(Reading text)
|---|
The concept of ambient noise as “the new second-hand smoke,” and an increasing public-health problem, is gaining worldwide recognition. Two of the latest, significant illustrations:
1) “Ssssh: As cities surge, some seek a new aim - peace and quiet.“ This is a Reuters report, by Carey L. Biron and Adela Suliman, which includes our Washington-based initiative to phase out gas-powered leaf blowers, but covers developments around the world. For instance:
Efforts to slow the pace of city life range from the literal - with many cities pushing for lower speed limits on their roads - to the imaginative, such as looking for ways to promote mindfulness.
Many of them include a recognition of the rising importance of public spaces that are geared more toward quiet and contemplation than efficiency and technology.
Noise, for example, is the “new secondhand smoke”, according to the The Quiet Coalition, a program of Massachusetts-based non-profit., Quiet Communities, Inc.
“We’re in a noisier and noisier world,” said the group’s executive director, Jamie L. Banks. Finding ways to change that is “urgent”, she said.
The World Health Organization (WHO) has said the health risks of living in noisy cities can include hearing loss, cardiovascular disease and sleep disorders.
2) “Why Everything Is Getting Louder,” by Bianca Bosker, in the new issue of The Atlantic, also discussed mounting public-health challenges. For instance:
Scientists have known for decades that noise—even at the seemingly innocuous volume of car traffic—is bad for us. “Calling noise a nuisance is like calling smog an inconvenience,” former U.S. Surgeon General William Stewart said in 1978. In the years since, numerous studies have only underscored his assertion that noise “must be considered a hazard to the health of people everywhere.”
|---|
(Information provided)
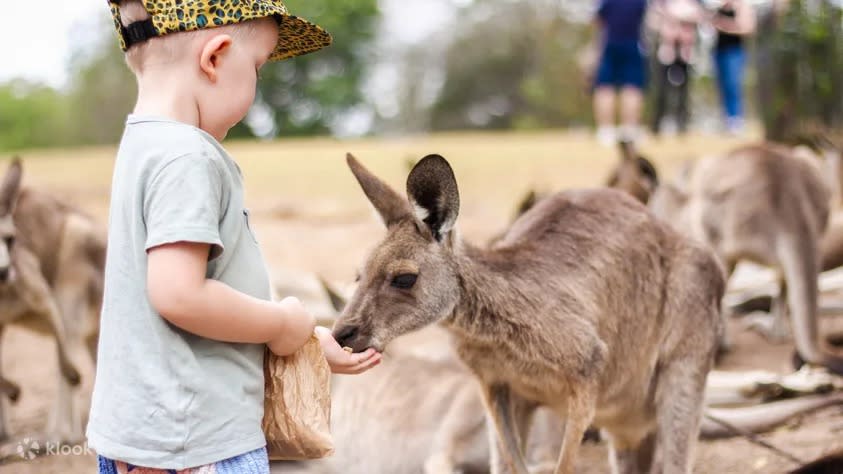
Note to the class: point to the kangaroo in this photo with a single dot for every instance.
|---|
(What is required) Please list every person named in the noise article above.

(Solution to this exercise)
Carey L. Biron
Adela Suliman
Jamie L. Banks
Bianca Bosker
William Stewart